[Begin Article]

What is fascinating about Dunwich’s infrastructure is not what is there today, but what has gone. For once Dunwich was a thriving city, with an important boat building industry and harbour, home to an impressive fleet of royal ships.

Walking along its main street today such stories may seem incomprehensible but take a look around Dunwich’s little museum and you will get some idea of its fascinating and mysterious past.

Dunwich Museum, Dunwich
Dunwich Museum, St James Street, Dunwich

Dunwich was known in Roman times, although there is some dispute not only as to its name but also to its importance.

However Dunwich was certainly of considerable importance when looking at the introduction of Christianity in Suffolk in around 630-36.

St Felix came to Dunwich at the invitation of Siegebert; and it was here that he set up his see (the area under the authority of a Bishop or Archbishop). According to Bede

At Donmock than was Felix first Bishop
Of Eastangle and taught the chrysten
Faith That is full hye in Heaven I hope.

All Saint's Church, Dunwich 1785

By 1086, just 20 years after the Norman conquest, Dunwich was a thriving town of 3,000 people.

It had six parish churches, with at least two other chapels of ease.

 

 

 

High Treason

Just under a hundred years later in 1173, Robert, Earl of Leicester attempted to land 3000 Flemish troops in Dunwich, in an attempt to depose Henry II and replace him by his son. It seems that the men of Dunwich, loyal subjects of the king, were having none of it and turned the invaders away. Robert was forced to set sail again, finally landing at Orwell (a port, standing east of Harwich, long since lost to the sea).

Perhaps the valiant deeds of the men of Dunwich were appreciated for in 1199, Dunwich was granted a royal charter, and became a Borough, electing a council, as well as magistrates and officers, two bailiffs, a recorder and a coroner.

Its importance in terms of shipbuilding and defence of the realm were paramount and it is recorded that in 1205 there were five Royal Galleons in Dunwich, a similar number to those in the Port of London. When in 1242 the truce between King John and the French king broke down Dunwich was able to muster 80 ships to go the king’s aid.

Certainly this was a period of great prosperity for Dunwich; the town was of much greater importance than Ipswich, which had in the mid 13th century fallen on hard times. Dunwich commanded a superior position at the top of the lowland cliff at the mouth of the Blyth estuary, and as such was able to provide a safe harbour for many ships; its thriving building and repair facilities used by both vessels from as far afield as the Netherlands.

In 1295, Dunwich was enfranchised to send two members to Parliament, elected by the freemen of the Borough. But their loyalty to the Crown was not without cost and in 1304 the king was petitioned for reparations of £1000 to cover the cost of ten ships lost in the king’s service.

The forces of the sea and the mix of sand and gravel led to the downfall of a great city

Dunwich’s position led to its prosperity and later its downfall. For the cliffs were made of sand and gravel and were subject to constant ‘soil creep’ and cliff erosion was and remains a perennial problem, the medieval inhabitants forced to strengthened the sea walls; defences being erected, and then moved as the forces of the sea changed their point of attack.

[End Article]
[Begin Records for this exercise]

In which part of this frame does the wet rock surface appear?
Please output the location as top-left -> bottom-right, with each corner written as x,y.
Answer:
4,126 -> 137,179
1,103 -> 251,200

[End Records for this exercise]

** Written problem 1 **
Please answer these questions about the Dunwich article:
(a) How many people lived in Dunwich by 1086?
(b) In what year was Dunwich granted a royal charter?
(c) What sum in reparations was the king petitioned for in 1304?
** Written problem 2 **
Rewrite the rows of object detection data, changing "wet rock surface" to "damp rock surface" and leaving everything else as it is.

** Expected output 1 **
(a) 3,000
(b) 1199
(c) £1000

** Expected output 2 **
In which part of this frame does the damp rock surface appear?
Please output the location as top-left -> bottom-right, with each corner written as x,y.
Answer:
4,126 -> 137,179
1,103 -> 251,200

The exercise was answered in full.